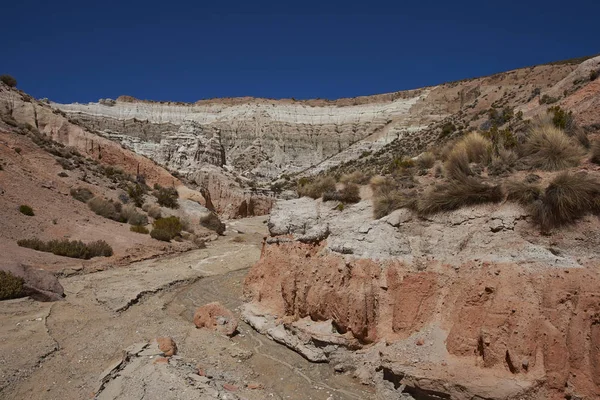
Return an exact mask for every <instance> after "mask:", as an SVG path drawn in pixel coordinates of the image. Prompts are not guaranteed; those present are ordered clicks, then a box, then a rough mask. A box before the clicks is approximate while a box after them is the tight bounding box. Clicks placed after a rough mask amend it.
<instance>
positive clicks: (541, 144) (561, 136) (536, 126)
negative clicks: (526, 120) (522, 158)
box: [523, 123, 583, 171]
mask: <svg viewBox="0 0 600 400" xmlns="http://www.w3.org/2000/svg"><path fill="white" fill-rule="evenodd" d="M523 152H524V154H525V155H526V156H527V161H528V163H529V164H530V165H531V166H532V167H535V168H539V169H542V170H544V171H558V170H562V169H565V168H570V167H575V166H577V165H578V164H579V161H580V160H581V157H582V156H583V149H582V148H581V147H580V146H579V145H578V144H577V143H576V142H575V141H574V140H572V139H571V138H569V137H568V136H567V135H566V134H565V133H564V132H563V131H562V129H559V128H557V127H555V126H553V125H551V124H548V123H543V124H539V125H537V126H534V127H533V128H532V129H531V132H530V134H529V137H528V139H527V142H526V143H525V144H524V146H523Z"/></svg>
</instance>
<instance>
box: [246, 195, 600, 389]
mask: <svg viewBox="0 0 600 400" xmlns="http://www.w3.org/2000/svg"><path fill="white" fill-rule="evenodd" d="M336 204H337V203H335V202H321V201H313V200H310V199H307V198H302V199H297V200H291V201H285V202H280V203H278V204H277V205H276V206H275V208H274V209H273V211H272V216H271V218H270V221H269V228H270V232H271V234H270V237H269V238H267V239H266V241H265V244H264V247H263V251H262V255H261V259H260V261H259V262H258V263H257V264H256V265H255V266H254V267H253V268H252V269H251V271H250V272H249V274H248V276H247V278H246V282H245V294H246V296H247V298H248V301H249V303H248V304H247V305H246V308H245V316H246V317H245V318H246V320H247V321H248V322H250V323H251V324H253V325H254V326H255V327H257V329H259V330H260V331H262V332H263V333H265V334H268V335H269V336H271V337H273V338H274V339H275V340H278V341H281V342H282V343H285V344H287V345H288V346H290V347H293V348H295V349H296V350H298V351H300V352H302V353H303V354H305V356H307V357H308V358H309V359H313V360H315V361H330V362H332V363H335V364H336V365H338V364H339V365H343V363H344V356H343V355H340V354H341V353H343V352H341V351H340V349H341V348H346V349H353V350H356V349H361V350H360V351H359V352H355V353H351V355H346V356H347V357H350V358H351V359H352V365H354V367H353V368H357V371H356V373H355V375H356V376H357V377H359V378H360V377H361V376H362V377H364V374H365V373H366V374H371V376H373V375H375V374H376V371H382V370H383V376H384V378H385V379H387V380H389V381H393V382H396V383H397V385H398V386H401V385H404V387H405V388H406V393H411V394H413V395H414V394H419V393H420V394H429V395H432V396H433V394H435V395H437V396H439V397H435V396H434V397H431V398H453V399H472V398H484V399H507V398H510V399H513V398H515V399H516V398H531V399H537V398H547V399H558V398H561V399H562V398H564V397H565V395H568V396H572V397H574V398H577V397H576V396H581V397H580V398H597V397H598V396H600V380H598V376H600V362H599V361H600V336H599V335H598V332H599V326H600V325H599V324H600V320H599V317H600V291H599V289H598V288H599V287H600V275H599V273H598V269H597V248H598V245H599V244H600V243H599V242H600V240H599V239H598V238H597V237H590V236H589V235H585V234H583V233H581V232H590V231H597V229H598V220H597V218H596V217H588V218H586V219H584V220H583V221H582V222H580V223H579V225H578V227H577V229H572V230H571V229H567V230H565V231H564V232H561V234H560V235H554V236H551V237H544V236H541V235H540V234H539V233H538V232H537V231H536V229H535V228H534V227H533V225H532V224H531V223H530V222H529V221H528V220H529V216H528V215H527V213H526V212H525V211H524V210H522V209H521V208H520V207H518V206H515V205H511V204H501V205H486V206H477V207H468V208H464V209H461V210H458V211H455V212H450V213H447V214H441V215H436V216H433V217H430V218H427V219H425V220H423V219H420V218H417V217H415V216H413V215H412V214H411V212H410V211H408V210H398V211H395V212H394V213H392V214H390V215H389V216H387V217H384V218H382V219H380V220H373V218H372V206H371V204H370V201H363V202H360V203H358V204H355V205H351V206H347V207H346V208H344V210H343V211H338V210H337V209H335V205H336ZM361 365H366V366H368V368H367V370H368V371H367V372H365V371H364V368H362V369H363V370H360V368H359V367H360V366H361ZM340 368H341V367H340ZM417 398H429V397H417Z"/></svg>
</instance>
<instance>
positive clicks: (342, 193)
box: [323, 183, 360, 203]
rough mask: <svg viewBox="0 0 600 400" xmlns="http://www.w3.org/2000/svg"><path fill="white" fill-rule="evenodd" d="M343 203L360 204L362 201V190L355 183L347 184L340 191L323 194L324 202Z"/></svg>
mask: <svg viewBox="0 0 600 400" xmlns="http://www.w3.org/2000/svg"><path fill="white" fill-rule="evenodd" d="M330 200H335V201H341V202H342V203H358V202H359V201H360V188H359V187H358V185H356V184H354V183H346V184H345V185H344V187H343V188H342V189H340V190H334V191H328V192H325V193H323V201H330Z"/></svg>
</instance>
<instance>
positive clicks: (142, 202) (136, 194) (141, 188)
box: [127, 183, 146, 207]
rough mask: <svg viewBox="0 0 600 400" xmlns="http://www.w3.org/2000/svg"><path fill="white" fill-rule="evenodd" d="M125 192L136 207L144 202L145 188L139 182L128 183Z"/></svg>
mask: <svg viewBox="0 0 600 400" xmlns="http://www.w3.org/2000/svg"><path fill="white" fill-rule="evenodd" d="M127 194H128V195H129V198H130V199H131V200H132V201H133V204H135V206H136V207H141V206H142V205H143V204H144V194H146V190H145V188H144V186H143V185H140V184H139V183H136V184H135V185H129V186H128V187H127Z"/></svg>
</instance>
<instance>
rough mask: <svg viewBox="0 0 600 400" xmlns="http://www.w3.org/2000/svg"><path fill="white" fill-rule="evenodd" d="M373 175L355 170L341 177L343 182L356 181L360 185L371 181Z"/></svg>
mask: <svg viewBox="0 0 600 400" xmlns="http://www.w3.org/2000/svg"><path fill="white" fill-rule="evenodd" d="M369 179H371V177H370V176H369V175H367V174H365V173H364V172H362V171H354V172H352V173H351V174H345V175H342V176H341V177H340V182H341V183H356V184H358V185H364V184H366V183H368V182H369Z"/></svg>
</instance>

━━━

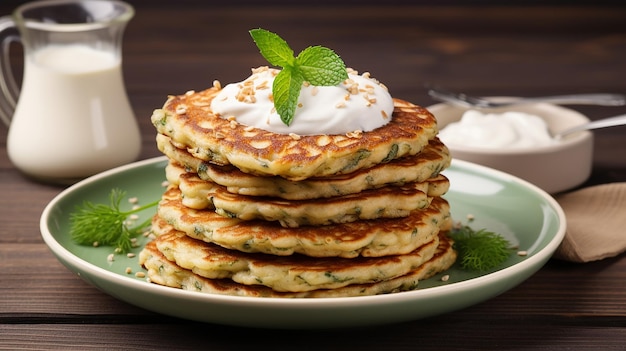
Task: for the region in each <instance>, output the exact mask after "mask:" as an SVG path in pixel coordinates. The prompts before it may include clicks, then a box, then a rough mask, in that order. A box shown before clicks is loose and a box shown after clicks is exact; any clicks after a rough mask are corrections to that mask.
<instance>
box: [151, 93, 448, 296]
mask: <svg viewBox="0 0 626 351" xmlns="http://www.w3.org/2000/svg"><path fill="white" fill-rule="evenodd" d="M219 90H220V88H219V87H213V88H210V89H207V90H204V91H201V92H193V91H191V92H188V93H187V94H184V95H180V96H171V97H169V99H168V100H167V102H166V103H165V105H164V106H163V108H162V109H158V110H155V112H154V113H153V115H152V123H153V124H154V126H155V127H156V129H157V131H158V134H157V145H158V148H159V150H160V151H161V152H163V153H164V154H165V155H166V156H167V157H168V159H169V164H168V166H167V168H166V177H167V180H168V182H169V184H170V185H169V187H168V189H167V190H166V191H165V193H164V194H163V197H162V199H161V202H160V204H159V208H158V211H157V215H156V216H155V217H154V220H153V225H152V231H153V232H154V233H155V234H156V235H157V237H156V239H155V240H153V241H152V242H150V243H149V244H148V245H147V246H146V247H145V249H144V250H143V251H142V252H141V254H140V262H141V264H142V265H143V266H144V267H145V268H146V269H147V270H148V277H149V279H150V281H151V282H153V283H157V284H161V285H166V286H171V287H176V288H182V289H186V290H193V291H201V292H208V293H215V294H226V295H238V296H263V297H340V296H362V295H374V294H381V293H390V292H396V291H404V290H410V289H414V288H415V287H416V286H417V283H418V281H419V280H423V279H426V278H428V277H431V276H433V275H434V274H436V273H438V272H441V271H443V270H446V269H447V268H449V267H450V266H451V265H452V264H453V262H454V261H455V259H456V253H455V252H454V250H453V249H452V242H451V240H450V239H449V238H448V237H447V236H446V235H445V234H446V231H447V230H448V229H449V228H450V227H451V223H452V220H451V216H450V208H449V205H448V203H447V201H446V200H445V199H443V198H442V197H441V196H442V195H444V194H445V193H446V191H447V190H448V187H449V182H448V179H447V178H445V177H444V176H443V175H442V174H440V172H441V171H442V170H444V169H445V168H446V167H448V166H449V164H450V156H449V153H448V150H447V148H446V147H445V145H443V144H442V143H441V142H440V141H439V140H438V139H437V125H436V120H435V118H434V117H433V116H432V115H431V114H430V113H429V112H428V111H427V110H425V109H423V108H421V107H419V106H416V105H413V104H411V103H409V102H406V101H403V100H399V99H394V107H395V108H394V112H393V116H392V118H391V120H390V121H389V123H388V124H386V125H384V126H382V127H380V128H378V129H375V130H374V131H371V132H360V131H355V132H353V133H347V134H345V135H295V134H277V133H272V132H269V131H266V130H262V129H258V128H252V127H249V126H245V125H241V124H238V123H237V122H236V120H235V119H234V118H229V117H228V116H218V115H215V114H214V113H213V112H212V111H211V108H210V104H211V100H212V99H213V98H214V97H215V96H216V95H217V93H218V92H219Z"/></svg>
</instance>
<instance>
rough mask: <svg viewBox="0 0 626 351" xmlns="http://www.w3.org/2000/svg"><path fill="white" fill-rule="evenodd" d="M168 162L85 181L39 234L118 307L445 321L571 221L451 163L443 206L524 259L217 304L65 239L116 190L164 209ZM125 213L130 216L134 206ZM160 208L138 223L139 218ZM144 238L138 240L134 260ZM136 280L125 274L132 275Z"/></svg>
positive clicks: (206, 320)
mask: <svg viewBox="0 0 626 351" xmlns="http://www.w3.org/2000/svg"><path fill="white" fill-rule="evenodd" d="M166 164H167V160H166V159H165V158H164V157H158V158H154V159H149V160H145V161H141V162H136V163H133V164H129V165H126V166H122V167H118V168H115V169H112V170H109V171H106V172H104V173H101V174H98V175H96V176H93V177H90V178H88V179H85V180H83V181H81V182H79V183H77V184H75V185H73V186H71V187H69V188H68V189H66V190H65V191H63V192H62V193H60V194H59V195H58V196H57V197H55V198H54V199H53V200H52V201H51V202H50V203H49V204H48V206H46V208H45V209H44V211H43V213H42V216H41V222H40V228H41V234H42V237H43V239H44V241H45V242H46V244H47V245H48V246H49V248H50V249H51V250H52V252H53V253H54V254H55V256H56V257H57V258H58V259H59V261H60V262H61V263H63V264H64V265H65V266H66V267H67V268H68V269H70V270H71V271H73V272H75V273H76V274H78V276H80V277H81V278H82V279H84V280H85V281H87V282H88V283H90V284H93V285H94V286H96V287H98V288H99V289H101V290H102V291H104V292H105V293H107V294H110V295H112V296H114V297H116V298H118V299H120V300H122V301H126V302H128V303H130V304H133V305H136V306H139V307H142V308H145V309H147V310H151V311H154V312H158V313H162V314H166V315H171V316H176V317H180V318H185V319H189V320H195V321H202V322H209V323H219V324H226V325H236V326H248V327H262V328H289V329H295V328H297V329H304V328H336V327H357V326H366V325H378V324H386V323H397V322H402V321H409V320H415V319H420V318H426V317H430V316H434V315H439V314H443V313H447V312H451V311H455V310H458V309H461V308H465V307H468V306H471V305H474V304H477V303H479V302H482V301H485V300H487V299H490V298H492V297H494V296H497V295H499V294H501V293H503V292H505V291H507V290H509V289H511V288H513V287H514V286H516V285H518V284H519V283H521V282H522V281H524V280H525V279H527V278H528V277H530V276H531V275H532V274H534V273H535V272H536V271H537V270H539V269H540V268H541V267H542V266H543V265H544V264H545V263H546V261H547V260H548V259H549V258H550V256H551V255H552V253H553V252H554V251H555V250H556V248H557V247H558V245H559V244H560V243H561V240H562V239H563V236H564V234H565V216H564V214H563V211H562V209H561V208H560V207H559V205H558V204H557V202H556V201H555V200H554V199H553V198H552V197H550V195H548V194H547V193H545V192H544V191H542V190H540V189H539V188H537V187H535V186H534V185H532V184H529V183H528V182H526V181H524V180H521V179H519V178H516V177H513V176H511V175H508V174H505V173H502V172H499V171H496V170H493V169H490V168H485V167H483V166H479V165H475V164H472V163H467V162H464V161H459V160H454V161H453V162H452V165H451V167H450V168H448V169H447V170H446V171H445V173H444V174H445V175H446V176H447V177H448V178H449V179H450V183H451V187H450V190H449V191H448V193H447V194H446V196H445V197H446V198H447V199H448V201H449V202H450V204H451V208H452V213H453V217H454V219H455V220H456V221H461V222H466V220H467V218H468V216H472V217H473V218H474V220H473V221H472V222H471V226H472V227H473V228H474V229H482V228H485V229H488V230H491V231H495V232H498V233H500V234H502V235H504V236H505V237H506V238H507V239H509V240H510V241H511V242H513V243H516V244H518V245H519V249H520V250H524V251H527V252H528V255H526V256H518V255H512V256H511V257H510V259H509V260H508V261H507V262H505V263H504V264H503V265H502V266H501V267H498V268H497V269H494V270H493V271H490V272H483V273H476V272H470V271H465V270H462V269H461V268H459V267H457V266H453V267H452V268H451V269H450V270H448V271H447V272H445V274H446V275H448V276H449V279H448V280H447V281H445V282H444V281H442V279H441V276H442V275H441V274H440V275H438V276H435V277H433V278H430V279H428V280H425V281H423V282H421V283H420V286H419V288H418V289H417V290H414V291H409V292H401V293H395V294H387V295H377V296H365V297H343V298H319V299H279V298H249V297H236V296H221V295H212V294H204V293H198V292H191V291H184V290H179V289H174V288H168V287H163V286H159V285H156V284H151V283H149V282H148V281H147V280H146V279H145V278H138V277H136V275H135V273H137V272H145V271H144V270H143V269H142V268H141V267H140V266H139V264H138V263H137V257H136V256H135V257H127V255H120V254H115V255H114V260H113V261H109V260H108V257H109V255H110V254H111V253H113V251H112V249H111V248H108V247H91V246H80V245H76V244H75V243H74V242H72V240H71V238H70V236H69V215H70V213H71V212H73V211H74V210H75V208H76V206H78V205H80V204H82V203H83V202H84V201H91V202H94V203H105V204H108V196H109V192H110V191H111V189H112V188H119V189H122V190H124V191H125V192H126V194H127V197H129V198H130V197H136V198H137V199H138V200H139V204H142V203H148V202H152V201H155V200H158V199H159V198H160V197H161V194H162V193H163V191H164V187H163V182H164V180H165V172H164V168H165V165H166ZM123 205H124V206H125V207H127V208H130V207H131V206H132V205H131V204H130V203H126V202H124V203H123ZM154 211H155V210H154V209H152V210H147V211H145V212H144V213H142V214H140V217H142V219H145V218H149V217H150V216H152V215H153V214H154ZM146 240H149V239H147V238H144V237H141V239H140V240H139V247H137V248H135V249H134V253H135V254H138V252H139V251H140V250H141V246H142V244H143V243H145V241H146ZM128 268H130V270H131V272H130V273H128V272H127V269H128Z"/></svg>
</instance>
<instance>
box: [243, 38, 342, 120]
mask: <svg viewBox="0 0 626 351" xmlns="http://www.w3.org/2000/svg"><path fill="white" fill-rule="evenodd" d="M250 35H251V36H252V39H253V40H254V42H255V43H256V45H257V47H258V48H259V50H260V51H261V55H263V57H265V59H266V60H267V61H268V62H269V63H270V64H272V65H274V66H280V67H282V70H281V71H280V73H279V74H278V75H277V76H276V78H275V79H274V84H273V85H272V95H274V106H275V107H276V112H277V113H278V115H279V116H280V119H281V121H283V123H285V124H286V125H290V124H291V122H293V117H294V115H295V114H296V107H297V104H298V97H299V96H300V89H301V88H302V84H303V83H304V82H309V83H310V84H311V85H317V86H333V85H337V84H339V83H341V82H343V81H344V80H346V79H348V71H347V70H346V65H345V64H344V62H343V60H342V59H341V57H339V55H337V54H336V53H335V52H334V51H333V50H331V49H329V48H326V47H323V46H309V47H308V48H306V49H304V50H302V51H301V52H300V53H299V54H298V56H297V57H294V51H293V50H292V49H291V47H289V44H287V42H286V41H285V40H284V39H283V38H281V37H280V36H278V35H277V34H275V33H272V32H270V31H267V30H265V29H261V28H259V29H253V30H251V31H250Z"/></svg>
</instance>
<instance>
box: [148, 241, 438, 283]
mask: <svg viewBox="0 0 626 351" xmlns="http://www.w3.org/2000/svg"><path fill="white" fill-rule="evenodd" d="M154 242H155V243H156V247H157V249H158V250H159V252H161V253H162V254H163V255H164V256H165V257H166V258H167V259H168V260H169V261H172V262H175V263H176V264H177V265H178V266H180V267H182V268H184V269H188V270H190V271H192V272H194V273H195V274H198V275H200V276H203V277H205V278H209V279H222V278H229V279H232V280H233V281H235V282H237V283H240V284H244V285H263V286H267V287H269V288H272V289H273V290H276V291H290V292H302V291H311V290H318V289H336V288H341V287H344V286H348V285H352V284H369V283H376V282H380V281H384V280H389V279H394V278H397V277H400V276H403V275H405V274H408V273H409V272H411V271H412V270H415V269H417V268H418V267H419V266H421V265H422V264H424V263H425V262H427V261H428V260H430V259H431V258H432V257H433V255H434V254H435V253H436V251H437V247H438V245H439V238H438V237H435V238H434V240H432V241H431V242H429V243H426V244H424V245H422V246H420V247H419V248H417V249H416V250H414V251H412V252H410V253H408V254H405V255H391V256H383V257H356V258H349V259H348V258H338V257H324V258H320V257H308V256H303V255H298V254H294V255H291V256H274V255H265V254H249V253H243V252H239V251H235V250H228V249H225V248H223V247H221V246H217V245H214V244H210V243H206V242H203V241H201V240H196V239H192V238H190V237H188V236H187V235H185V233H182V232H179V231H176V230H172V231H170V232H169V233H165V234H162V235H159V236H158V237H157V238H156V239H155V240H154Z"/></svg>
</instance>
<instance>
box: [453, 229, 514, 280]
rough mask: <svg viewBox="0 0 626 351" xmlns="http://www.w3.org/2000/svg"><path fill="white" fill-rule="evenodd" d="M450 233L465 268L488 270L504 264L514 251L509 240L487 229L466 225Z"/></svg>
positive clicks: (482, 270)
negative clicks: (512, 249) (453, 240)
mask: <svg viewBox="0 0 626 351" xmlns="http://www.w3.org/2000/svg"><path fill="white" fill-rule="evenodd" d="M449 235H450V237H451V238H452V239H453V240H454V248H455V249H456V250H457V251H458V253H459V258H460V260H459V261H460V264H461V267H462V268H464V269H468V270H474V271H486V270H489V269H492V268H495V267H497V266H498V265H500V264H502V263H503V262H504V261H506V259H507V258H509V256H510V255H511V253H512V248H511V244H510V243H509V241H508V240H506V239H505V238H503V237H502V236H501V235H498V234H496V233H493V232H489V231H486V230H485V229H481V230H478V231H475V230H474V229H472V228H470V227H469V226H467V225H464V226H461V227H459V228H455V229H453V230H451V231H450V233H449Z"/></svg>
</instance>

━━━

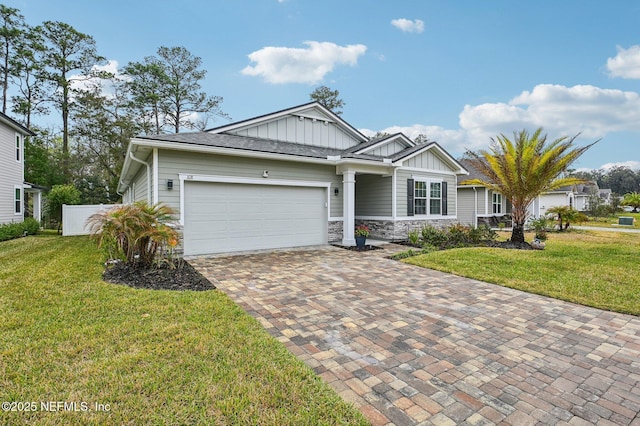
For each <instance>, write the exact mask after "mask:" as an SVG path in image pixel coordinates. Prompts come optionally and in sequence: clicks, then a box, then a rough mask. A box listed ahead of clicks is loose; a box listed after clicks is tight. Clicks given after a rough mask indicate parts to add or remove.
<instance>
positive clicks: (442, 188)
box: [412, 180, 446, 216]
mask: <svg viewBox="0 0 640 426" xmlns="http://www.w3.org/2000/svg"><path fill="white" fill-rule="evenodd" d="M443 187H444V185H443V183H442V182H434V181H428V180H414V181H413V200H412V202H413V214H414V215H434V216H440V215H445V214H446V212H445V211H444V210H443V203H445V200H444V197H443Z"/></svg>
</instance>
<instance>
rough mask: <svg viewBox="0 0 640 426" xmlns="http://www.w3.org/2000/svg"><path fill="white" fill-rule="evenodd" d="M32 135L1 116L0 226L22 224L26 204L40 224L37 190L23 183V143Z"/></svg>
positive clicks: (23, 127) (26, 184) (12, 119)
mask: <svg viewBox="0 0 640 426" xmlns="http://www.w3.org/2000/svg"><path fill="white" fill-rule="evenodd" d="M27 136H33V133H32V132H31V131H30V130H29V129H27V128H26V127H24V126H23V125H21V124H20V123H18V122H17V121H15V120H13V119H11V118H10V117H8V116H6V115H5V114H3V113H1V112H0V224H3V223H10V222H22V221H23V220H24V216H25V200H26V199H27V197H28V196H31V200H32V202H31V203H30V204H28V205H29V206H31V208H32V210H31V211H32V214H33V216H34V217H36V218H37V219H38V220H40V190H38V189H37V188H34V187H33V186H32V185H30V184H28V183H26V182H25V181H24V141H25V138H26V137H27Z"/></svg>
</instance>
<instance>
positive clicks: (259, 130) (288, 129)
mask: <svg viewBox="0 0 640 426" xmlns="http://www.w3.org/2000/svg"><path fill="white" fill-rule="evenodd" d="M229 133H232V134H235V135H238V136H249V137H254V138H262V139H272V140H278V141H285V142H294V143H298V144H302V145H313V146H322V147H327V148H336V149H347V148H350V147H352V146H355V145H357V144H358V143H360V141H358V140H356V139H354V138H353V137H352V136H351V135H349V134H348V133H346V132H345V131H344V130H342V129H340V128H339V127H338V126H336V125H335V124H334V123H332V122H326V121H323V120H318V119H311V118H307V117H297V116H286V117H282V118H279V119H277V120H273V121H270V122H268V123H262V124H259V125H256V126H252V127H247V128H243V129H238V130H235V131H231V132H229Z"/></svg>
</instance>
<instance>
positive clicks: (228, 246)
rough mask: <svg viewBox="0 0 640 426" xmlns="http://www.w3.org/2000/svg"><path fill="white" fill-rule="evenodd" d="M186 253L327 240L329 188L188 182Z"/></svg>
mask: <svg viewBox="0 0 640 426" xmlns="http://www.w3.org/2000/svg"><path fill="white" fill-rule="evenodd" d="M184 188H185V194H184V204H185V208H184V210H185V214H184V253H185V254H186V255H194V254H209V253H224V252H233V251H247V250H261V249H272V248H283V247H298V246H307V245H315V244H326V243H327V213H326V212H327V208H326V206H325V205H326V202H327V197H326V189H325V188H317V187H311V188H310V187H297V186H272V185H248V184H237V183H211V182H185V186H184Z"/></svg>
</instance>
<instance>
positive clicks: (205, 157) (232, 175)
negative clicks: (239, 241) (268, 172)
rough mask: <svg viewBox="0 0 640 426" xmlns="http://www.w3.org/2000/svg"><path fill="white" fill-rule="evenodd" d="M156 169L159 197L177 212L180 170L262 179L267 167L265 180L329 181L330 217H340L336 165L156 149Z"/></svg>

━━━

TASK ITEM -
Rename "positive clicks" to "include clicks" and return only the lines starting with the line that contains "Return an exact" and going on through the line that contains "box: [523, 123, 583, 171]", with everything else left unchanged.

ANSWER TO THE EXERCISE -
Return an exact mask for every <instance> after "mask:", as an SVG path drawn in pixel coordinates of the image. Prompts are not guaranteed; those present are ordered clicks, then a box, then a rough mask. A box before the clicks is approximate while a box after them is the tight bounding box. Clicks placed after a rough mask amend it.
<instance>
include clicks: (541, 144) (561, 136) (536, 126)
negative clicks: (526, 120) (522, 158)
box: [523, 123, 583, 171]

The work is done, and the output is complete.